● **WHAT IS REQUIRED**
Return exactly the lines that run from the one containing "the distant building" to the end of the entries, with both ends included.

● **RECORD EXCERPTS**
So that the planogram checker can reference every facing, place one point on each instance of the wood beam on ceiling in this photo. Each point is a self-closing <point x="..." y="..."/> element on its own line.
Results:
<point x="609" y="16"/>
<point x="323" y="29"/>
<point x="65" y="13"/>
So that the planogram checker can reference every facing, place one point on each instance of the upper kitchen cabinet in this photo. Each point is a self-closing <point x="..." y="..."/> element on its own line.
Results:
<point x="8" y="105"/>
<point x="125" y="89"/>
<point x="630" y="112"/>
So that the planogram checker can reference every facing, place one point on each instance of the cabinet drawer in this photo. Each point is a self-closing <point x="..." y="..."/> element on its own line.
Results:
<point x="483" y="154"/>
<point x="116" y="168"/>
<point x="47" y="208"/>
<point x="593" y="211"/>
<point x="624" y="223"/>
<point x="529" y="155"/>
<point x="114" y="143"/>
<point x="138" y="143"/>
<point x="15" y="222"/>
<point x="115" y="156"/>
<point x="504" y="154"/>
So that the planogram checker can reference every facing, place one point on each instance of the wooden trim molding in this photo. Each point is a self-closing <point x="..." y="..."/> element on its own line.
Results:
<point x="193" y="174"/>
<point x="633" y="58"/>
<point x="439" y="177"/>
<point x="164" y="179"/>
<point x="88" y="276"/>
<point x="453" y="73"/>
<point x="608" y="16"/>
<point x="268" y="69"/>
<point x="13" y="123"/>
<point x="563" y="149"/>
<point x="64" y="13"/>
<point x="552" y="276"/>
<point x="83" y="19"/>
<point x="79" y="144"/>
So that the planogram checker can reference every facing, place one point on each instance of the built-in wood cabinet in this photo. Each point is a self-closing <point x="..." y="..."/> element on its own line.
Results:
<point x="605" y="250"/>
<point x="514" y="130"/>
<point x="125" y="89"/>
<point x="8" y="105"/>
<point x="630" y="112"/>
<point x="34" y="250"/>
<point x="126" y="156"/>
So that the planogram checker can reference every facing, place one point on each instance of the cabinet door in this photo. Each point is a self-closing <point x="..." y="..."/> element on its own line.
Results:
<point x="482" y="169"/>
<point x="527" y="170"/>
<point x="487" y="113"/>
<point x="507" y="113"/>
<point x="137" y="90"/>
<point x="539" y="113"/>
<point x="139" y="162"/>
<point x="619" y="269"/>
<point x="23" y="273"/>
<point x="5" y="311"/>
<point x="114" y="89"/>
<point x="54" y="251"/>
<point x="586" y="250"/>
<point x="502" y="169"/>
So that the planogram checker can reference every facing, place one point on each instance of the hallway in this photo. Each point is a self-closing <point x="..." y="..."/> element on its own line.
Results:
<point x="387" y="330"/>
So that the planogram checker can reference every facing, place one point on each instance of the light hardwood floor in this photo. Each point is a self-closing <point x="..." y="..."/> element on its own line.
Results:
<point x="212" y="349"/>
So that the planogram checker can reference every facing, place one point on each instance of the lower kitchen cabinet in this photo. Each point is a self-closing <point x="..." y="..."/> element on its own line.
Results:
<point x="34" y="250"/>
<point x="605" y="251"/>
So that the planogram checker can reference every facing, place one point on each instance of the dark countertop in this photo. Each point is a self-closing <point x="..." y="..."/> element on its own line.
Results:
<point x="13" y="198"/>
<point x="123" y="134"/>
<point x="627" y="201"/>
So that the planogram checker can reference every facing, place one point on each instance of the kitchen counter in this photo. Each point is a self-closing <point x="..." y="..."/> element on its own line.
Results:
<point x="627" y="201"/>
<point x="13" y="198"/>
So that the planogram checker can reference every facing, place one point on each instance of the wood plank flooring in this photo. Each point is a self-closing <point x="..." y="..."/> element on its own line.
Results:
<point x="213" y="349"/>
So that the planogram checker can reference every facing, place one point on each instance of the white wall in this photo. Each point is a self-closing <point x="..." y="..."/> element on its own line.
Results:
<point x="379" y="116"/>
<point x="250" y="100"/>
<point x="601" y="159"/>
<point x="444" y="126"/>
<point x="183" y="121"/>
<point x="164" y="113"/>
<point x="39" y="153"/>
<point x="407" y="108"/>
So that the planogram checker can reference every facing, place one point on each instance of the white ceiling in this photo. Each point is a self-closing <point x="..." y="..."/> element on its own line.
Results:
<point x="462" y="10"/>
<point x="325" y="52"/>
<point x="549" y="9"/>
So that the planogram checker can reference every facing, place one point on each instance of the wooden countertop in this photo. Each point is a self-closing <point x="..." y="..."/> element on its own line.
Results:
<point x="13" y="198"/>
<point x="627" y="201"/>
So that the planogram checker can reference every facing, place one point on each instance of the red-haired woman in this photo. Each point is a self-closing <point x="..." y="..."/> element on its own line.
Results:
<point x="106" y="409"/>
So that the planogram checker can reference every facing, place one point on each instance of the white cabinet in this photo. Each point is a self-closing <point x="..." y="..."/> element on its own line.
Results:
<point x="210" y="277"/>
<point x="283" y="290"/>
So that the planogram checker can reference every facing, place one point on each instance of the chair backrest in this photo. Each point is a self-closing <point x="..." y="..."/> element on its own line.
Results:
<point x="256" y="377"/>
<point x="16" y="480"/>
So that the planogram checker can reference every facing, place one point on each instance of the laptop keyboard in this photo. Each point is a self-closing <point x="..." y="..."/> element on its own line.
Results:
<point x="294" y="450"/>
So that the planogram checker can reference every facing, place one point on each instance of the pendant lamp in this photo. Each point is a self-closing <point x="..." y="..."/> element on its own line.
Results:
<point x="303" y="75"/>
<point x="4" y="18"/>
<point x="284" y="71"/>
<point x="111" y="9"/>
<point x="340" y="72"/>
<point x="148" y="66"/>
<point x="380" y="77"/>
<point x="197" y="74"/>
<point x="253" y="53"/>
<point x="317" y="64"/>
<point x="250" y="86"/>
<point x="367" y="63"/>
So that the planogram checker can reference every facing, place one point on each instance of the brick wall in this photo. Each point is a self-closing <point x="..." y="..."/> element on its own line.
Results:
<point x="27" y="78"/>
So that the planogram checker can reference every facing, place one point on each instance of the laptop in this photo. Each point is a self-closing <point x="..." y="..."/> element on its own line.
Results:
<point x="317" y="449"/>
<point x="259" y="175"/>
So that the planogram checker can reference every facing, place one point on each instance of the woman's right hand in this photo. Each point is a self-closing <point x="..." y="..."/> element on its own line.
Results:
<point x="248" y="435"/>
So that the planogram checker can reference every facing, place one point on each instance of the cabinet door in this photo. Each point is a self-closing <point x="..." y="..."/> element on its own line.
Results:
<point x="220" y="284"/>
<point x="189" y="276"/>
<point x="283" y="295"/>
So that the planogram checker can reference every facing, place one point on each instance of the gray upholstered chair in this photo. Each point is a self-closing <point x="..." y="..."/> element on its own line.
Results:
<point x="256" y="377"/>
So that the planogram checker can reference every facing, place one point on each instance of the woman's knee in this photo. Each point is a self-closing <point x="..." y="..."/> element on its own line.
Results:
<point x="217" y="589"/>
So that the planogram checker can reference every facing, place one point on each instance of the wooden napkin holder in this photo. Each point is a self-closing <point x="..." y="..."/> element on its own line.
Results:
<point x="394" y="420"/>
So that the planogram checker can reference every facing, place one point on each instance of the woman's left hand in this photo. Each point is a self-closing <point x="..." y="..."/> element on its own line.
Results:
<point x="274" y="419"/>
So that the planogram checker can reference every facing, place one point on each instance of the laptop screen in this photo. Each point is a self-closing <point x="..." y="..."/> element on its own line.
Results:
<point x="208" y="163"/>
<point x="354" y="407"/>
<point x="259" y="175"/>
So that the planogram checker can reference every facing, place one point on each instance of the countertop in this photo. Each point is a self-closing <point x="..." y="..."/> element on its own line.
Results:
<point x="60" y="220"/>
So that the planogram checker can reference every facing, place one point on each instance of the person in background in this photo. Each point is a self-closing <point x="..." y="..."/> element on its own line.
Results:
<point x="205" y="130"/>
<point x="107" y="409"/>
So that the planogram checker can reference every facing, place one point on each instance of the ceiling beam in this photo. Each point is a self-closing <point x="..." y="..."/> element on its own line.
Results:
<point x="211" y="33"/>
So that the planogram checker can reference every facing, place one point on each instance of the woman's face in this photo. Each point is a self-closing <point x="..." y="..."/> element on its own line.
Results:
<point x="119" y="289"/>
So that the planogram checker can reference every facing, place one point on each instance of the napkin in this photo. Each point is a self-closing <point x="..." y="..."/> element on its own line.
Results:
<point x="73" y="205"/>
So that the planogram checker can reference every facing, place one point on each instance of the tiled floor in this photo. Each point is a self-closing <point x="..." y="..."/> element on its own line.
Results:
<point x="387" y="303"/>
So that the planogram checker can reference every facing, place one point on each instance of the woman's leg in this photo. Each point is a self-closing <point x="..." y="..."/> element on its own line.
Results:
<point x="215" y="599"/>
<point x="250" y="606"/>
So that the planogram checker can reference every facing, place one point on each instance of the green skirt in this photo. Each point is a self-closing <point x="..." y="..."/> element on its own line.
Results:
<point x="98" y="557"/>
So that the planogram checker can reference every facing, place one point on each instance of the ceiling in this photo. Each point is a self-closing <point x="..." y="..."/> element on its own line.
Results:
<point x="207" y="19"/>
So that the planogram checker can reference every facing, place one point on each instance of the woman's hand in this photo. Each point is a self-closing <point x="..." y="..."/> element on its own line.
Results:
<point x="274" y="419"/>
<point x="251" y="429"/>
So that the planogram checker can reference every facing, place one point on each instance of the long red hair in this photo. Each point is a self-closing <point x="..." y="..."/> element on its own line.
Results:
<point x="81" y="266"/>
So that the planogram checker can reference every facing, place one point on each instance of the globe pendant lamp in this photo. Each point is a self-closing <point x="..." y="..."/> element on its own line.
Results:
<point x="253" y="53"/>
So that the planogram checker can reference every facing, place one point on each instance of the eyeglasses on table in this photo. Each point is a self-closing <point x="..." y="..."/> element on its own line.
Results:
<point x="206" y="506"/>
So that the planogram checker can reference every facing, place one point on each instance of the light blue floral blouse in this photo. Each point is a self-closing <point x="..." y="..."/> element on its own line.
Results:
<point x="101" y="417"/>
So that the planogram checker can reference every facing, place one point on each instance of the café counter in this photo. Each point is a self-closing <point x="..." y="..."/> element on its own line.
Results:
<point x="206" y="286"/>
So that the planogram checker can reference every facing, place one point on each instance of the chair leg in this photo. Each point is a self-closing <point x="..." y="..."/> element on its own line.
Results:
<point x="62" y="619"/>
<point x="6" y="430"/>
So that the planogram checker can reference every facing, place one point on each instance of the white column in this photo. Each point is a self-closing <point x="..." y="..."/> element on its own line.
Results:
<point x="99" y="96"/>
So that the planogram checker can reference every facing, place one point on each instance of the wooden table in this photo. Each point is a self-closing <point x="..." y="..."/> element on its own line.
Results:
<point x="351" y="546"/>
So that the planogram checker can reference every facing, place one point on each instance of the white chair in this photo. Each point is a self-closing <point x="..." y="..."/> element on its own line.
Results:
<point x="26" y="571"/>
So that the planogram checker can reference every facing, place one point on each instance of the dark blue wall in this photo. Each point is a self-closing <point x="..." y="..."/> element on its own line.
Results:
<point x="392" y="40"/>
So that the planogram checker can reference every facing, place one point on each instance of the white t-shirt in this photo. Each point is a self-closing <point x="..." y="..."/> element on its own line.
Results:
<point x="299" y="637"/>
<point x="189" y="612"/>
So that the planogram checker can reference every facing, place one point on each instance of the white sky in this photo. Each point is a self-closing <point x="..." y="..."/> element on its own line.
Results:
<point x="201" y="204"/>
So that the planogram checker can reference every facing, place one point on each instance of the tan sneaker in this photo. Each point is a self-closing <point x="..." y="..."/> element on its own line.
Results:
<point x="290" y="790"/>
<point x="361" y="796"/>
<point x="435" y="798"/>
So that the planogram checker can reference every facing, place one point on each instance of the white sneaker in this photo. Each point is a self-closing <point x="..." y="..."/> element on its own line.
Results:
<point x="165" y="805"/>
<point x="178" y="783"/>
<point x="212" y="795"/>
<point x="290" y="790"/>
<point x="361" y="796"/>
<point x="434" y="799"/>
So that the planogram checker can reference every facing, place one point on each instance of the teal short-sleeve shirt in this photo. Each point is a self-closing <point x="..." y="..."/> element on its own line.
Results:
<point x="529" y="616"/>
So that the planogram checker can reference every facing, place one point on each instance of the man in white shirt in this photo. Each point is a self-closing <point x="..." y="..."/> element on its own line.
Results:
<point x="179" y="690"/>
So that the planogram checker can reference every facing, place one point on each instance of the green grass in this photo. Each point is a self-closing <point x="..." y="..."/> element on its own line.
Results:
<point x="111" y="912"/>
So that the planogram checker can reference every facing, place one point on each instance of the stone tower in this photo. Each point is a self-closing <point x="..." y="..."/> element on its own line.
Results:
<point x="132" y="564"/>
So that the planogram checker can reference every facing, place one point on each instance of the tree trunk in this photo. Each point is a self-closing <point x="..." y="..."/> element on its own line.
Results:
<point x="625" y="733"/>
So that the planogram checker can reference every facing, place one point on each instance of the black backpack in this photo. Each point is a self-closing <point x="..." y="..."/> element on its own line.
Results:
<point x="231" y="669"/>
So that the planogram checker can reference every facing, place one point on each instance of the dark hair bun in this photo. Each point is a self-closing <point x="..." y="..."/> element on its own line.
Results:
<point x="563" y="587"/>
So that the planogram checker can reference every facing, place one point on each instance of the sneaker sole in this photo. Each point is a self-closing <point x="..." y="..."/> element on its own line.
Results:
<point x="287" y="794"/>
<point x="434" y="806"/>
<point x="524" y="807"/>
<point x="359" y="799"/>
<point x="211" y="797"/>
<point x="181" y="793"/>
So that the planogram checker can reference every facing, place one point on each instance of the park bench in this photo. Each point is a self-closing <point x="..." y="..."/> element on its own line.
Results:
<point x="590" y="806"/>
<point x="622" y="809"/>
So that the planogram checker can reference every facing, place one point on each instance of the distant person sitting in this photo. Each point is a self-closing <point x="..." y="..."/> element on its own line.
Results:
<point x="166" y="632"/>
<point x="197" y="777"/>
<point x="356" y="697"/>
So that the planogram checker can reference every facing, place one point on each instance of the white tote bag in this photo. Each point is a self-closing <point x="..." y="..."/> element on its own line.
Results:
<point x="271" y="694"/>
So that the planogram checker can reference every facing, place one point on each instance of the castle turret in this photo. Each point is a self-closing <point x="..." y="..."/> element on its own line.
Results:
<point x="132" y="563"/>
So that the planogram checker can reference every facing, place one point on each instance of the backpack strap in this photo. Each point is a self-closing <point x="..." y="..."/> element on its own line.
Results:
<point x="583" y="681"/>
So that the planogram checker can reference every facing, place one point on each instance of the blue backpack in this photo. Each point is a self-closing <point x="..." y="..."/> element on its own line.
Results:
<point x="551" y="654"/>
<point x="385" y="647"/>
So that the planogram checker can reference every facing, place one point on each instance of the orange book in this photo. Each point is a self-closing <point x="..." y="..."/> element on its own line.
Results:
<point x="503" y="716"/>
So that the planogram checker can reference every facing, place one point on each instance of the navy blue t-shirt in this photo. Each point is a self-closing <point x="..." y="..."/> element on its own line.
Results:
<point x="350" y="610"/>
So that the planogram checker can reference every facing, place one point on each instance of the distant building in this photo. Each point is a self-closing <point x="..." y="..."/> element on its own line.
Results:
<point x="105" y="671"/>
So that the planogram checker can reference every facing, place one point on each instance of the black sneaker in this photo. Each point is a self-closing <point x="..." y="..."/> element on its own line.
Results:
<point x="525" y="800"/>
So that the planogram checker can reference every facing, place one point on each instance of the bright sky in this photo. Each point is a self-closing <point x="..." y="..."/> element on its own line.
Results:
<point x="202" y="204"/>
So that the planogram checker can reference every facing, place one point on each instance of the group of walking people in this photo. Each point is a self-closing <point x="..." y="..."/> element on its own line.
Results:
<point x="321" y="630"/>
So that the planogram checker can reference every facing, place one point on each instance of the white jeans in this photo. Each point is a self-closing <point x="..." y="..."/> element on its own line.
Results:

● **WRITTEN ANSWER**
So that the planogram checker can reference every facing, place one point on each instance of the distant building in this photo. Each point is a self-closing <point x="..." y="..."/> element on its own line.
Results:
<point x="105" y="671"/>
So that the planogram checker can reference every facing, place one point on each instance of the black sneaker in this photo. Each point is a self-closing <point x="..." y="..."/> element on its own line.
Results:
<point x="525" y="800"/>
So that the planogram checker can reference every facing, place one point on each instance of the bright sky in this photo. Each point is a self-closing <point x="..." y="..."/> element on its own line.
Results:
<point x="202" y="204"/>
So that the planogram checker can reference every facing, place one point on each instance of the group of walking people in this photo. Each point is a self-closing <point x="..." y="..."/> element on its own line.
Results:
<point x="321" y="630"/>
So that the planogram checker can reference every facing, place one point on each instance of the white jeans in this photo. Each point is a self-closing <point x="..." y="..."/> element on its own line.
Results:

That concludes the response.